■ RECORDS FOR THE TASK:
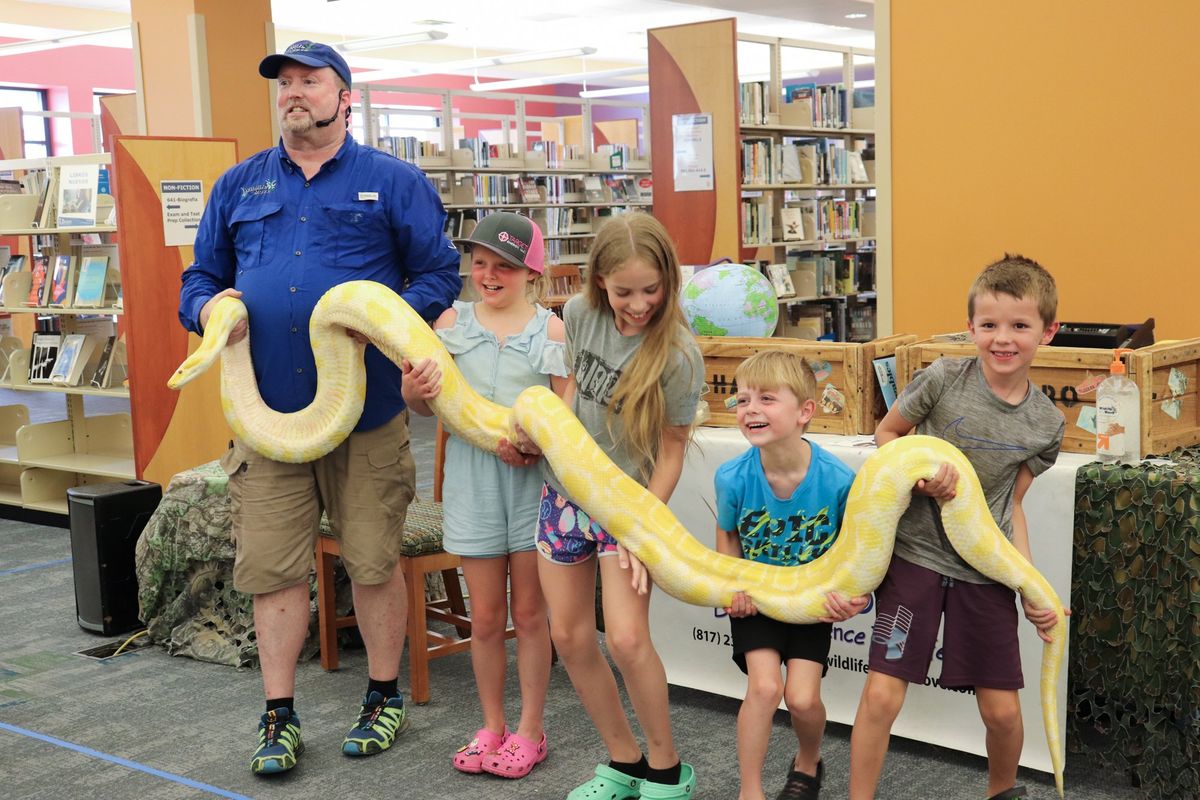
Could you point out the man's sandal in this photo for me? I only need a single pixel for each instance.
(516, 757)
(609, 785)
(471, 756)
(681, 791)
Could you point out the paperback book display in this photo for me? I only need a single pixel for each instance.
(71, 360)
(77, 194)
(43, 354)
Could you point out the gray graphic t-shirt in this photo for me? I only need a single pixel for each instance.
(951, 400)
(597, 354)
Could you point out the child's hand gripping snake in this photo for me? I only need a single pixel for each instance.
(682, 566)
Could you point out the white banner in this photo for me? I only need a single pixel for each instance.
(694, 642)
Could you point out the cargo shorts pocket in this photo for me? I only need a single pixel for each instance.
(394, 473)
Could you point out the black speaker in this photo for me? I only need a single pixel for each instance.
(106, 522)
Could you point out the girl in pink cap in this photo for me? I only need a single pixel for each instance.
(503, 343)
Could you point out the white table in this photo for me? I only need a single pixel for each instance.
(695, 647)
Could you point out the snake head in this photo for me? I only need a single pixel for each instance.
(226, 313)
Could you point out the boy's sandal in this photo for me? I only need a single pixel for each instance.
(681, 791)
(516, 757)
(801, 786)
(607, 785)
(469, 757)
(1011, 794)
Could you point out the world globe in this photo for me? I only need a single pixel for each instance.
(730, 300)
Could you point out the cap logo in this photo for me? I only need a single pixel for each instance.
(509, 239)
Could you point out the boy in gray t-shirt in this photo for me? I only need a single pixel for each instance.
(989, 409)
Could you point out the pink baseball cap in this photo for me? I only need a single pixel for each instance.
(511, 236)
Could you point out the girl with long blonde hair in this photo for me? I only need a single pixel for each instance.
(636, 378)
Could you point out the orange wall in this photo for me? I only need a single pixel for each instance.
(1066, 131)
(235, 34)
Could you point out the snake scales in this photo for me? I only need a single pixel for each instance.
(681, 565)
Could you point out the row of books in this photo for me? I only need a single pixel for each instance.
(76, 359)
(70, 196)
(802, 161)
(408, 148)
(84, 277)
(807, 274)
(821, 218)
(822, 107)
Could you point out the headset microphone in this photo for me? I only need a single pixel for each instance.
(337, 112)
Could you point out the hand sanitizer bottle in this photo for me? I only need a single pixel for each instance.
(1117, 415)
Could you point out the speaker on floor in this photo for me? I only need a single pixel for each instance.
(106, 522)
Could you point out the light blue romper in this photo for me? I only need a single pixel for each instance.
(491, 509)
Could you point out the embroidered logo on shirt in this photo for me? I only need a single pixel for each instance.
(265, 187)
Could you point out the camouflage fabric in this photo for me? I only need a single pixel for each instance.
(1134, 697)
(184, 565)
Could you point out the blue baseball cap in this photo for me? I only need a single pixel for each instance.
(311, 54)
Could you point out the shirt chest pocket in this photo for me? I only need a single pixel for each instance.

■ EXERCISE AIM:
Send back the data above word for word, with the pictures left out.

■ RESULT BELOW:
Could you point out the man's sandal in this photo for me? I only need a single pixel for each instance.
(516, 757)
(609, 785)
(471, 756)
(681, 791)
Could you point out the paperback book display in this photo for me? I only need a single pixel for each instance.
(71, 360)
(77, 194)
(43, 354)
Could you point out the gray graphic t-shirt in this photo for me? I only need a single pixel for each instance.
(951, 400)
(597, 354)
Could you point out the child's hand gripping snake in this photo for me? I only need a single pixel for each instance.
(682, 566)
Could you point out the white banner in this photo for me? I only need a single pixel for each instance.
(694, 642)
Could you point out the cargo shorts pocket in this photo for me? I only need a single pixel for each instance.
(394, 473)
Could you point out the black speaker in this photo for me? I only need a single pixel for each instance.
(106, 522)
Could you point out the girl in pink cap in this photo for me? I only need a single pixel for each instance.
(503, 343)
Could you point out the white table in this photo for me? I only need a single pixel for each instance.
(695, 647)
Could you point out the snake head in this photo for me? I only need a single pixel for each instance.
(226, 313)
Could you point out the boy's sandal in this photo for me? I only need a single pixel for each instance.
(681, 791)
(516, 757)
(801, 786)
(607, 785)
(469, 757)
(1011, 794)
Could you point out the world globe in this photo for me? I only need a single pixel for each instance.
(730, 300)
Could you point out the cap logo in this photo for me? I only need a single pixel for each instance.
(509, 239)
Could you point out the boy in gray t-shirt in this photo for me? I only need a single pixel for each instance.
(989, 409)
Could you point out the pink baseball cap in this photo for me? I only need a single pixel for each instance.
(511, 236)
Could you point out the girl with long blonde hair in this photo for me? I only need a single pixel for each instance.
(636, 378)
Could you point out the orange wall in this photo for me? I only need a single pixel for each instance.
(1066, 131)
(235, 34)
Could you point out the snake scales in this photo for me? I only need a single pixel for each instance.
(681, 565)
Could you point out the row of books in this photo for me? I only need a single pixel for each instance.
(76, 359)
(70, 196)
(802, 161)
(408, 148)
(84, 277)
(807, 274)
(821, 218)
(822, 107)
Could you point out the headset microphone in this photo for me? I only need a single pixel for each instance.
(337, 112)
Could you point out the hand sanitizer bottle in this photo for me? I only need a single pixel for each instance.
(1117, 415)
Could you point out the speaker on floor in this photo for me? I only need a single pixel for each instance.
(106, 522)
Could you point out the light blue romper in this photo for me? I only need a single pixel for each instance.
(491, 509)
Could you point out the embroidered logo on shirt in this photo for me? I only need a single pixel for each instance.
(265, 187)
Could you point out the camouflage fabric in this photo for me? I only need a single pixel for each instance.
(1134, 697)
(184, 565)
Could you point out the blue baseball cap in this photo for me? I only need a single pixel for each instance.
(311, 54)
Could you point out the shirt chest pocket in this photo for me? I only need a single pixel for each instance.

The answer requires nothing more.